**Daftar Tugas**
1. Tentukan apakah setiap pernyataan berikut sesuai dengan teks tentang daun gugur. Jawab ya atau tidak, lalu kutip kata-kata penentunya dari teks. (a) Indonesia disebut memiliki dua musim. (b) Pada pagi itu angin bertiup pelan. (c) Petugas berbaju oranye sudah memegang sapu sejak sore hari.
2. Lanjutkan teks tentang daun gugur setelah kalimat terakhirnya.

**Teks Hasil Ekstraksi**
>>>>>

Tak Ada yang Kebetulan

Pagi itu, dengan mengendarai sepeda motor, saya menyusuri jalan yang sama, memperhatikan pemandangan sekitar. Adakalanya menyaksikan kegiatan-kegiatan manusia yang sama setiap harinya, namun sering kali tampak berbeda. Hari itu, daun gugur, jatuh di atas helm dan akhirnya tertangkap oleh tangan. Pagi hari itu, angin bertiup lumayan kencang, membuat serbuk-serbuk bunga dari pohon memenuhi ruas jalan, berwarna kuning. Sesekali teringat musim gugur yang ditonton melalui televisi.

Ada dua musim di Indonesia, yakni musim hujan dan musim panas. Musim hujan, di mana air turun atas izin-Nya membasahi bumi, mengguyur pepohonan, menyirami tanaman dan menyegarkan kehidupan. Musim kemarau di mana tertahannya air turun, menjadikan manusia bersyukur dengan melimpahnya air pada musim sebelumnya serta tidak mubazir dalam penggunaan. Kendatipun kemarau, manusia masih dapat merasakan aliran air dari gunung-gunung.

Namun beberapa tahun terakhir, sering turunnya hujan pada musim kemarau dan hujan tak terlalu sering turun saat musim hujan. Semuanya terjadi atas kehendak-Nya. Karena sejatinya, daun gugur pun atas izin-Nya. Memaknai kehidupan, mensyukuri kejadian, dan menghadirkan takwa. Jalan-jalan raya atau jalan protokol ditanami tanaman hias dengan lebatnya daun, digunting dengan bentuk yang indah. Pohon-pohon besar menjulang tinggi sebagai tempat berteduh bagi yang melintas. Daun-daun yang berguguran setiap hari di jalan tersebut membuatnya tak tampak indah. Namun, ada petugas berbaju oranye yang telah memegang sapu di pagi hari, siap untuk membersihkan. Kejatuhan tiap-tiap daun itu memberikan rezeki bagi petugas berbaju oranye. Dengannya, ia mempunyai pekerjaan dan mencari nafkah.

<<<<<

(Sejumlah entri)
>>>>>

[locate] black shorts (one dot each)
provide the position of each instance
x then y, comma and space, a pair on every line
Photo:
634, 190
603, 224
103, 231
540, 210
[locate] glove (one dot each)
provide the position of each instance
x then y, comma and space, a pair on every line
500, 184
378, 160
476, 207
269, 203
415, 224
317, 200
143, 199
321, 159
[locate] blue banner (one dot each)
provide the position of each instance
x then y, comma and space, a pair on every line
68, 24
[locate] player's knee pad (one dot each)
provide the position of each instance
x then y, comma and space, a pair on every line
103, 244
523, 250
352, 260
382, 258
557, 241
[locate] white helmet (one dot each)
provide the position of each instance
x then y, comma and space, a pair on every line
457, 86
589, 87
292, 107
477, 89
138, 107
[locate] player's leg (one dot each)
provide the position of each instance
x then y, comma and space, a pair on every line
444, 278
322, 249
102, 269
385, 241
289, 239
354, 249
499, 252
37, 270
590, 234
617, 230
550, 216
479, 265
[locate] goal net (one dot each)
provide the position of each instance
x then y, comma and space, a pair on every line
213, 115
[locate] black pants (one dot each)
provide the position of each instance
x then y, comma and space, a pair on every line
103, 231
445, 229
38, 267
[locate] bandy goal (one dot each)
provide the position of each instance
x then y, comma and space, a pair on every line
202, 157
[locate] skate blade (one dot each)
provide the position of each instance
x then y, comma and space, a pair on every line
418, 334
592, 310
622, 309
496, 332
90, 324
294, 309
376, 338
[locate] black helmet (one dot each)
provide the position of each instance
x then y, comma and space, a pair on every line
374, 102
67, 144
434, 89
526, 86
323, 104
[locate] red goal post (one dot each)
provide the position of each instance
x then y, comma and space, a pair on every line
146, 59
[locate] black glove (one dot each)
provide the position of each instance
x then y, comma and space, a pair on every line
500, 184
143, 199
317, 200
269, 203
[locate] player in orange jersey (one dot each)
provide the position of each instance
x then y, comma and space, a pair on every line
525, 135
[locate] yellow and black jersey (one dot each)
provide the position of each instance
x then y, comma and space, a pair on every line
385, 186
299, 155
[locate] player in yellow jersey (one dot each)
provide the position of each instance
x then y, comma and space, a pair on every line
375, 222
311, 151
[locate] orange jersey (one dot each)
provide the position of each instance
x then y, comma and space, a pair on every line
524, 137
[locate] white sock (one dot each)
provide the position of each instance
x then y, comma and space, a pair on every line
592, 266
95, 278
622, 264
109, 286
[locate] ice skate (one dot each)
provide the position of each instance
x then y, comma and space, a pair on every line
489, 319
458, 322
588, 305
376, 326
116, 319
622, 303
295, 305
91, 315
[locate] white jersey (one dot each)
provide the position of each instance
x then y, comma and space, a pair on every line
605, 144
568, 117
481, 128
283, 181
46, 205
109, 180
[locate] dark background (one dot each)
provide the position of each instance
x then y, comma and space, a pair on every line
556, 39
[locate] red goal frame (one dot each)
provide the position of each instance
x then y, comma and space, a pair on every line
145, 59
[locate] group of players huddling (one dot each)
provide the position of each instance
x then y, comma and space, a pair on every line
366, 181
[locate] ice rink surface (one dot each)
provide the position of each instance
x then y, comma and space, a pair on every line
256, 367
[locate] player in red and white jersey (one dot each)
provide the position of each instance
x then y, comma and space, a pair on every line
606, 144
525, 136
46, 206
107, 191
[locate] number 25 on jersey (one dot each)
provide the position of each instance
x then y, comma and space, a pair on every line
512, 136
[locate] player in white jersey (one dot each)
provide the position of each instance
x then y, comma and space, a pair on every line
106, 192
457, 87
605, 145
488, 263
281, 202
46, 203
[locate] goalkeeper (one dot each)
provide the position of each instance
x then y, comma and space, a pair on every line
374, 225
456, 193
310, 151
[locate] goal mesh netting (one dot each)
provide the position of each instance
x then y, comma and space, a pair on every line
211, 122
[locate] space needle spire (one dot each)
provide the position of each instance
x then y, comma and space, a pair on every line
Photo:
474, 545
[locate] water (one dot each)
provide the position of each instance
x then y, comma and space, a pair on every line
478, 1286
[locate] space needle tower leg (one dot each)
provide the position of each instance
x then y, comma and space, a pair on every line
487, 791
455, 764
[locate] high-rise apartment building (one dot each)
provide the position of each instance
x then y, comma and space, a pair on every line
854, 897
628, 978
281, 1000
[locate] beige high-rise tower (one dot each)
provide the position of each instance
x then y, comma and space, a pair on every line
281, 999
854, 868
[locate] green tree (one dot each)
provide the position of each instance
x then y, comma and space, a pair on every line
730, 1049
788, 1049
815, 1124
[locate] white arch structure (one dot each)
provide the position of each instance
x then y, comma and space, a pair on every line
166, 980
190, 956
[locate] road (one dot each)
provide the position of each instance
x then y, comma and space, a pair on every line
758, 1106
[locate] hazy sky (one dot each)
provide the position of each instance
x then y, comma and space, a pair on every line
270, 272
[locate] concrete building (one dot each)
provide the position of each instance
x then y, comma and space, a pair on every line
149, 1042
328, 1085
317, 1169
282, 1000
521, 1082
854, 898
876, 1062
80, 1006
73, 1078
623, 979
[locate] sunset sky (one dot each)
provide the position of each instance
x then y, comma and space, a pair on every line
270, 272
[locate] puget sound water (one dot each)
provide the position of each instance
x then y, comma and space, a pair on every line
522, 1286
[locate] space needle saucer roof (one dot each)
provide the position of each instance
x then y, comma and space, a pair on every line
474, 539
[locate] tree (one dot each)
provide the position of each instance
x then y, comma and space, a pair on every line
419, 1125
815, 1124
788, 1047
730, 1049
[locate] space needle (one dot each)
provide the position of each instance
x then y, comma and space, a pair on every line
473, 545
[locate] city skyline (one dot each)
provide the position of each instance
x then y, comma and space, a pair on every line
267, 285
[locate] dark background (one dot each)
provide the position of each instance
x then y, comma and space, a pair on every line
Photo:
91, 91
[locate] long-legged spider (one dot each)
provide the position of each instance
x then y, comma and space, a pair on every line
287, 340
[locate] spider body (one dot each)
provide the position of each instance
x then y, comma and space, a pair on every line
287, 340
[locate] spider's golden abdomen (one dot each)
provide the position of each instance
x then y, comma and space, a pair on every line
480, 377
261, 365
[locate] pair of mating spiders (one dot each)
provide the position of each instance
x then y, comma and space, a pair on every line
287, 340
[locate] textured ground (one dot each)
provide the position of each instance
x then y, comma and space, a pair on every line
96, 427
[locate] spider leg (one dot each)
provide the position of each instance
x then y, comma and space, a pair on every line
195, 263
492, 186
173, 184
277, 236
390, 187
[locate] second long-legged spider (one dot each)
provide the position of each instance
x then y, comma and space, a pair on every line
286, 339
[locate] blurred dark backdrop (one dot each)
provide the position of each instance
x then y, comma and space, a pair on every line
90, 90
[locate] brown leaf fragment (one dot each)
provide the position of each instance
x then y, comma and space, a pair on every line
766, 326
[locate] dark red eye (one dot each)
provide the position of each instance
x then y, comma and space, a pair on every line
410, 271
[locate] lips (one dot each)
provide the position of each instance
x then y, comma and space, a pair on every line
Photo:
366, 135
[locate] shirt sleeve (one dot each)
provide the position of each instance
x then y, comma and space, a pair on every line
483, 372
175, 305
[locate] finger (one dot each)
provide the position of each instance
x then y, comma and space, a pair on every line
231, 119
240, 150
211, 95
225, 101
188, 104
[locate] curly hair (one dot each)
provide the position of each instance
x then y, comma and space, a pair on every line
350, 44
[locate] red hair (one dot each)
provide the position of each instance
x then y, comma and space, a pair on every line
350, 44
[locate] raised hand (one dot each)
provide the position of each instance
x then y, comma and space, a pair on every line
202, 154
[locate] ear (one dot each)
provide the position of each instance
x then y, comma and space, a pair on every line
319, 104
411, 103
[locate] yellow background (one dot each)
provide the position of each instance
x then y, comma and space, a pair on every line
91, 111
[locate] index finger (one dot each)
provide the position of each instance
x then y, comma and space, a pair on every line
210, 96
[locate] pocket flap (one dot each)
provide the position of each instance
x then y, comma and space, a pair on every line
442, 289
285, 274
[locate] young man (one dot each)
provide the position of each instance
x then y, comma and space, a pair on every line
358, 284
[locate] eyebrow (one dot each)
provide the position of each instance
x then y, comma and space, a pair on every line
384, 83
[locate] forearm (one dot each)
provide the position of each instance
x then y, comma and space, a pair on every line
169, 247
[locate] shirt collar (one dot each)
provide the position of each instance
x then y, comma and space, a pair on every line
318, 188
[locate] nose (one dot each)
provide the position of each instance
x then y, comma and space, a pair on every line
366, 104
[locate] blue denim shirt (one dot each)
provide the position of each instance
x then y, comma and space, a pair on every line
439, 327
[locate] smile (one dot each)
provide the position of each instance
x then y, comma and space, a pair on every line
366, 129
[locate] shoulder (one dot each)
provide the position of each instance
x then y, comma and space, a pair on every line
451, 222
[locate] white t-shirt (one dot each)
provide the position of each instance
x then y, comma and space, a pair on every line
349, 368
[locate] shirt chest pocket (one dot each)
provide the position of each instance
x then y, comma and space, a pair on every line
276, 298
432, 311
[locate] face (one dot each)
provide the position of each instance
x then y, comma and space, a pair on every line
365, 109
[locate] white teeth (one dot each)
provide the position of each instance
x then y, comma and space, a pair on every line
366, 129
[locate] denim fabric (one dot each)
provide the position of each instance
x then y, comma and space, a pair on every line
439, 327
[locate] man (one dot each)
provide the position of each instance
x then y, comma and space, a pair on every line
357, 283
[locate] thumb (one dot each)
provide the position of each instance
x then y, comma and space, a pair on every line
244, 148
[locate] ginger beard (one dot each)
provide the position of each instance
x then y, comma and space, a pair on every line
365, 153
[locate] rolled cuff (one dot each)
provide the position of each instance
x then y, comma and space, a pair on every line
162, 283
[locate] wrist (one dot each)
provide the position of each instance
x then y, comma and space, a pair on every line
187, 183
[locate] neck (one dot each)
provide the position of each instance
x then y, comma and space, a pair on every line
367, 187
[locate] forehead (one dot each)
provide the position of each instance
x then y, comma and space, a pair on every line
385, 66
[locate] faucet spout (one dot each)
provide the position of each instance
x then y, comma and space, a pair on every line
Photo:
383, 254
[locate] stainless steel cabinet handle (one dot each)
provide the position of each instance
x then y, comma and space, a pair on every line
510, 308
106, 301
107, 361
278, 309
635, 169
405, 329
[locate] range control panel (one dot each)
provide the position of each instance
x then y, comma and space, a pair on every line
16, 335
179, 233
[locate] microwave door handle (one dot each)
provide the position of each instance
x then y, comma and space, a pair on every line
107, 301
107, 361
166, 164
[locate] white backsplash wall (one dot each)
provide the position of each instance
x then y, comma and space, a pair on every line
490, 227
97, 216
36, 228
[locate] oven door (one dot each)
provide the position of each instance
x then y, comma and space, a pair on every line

<<<<<

**Jawaban per Tugas**
1.
(a) Ya: "Ada dua musim di Indonesia, yakni musim hujan dan musim panas."
(b) Tidak: "angin bertiup lumayan kencang"
(c) Tidak: "telah memegang sapu di pagi hari"

2.
Suatu hari melintasi jalan raya yang terasa ada perbedaan. Kenapa rasanya lebih terang dan tak seteduh biasanya? Ternyata pohon tadi telah ditebang. Memikirkannya, kenapa ya ditebang, padahal kan enak dapat memberi keteduhan? Hamba di bumi dengan ilmu yang diberikan-Nya, menjaga pohon tadi dengan memperhatikan dan mengamati si pohon. Ternyata, sudah mulai rapuh dan berbahaya jika dibiarkan tetap ada di sana. Apalagi jika diterjang angin kuat, ia akan jatuh menimpa apa yang ada di bawahnya. Penebangan pohon tadi sebagai upaya agar tetap terjaga keamanan. Namun, manusia menyadari satu saja pohon yang hilang, tentu tidak baik juga bagi kelangsungan hidup mereka. Digalakkannya penanaman pohon, tanaman yang tumbang diganti lagi dengan yang baru. Setiap kehidupan ada akhirnya dan akan diganti dengan kehidupan yang lain. Setiap hal ada masanya, ada waktunya.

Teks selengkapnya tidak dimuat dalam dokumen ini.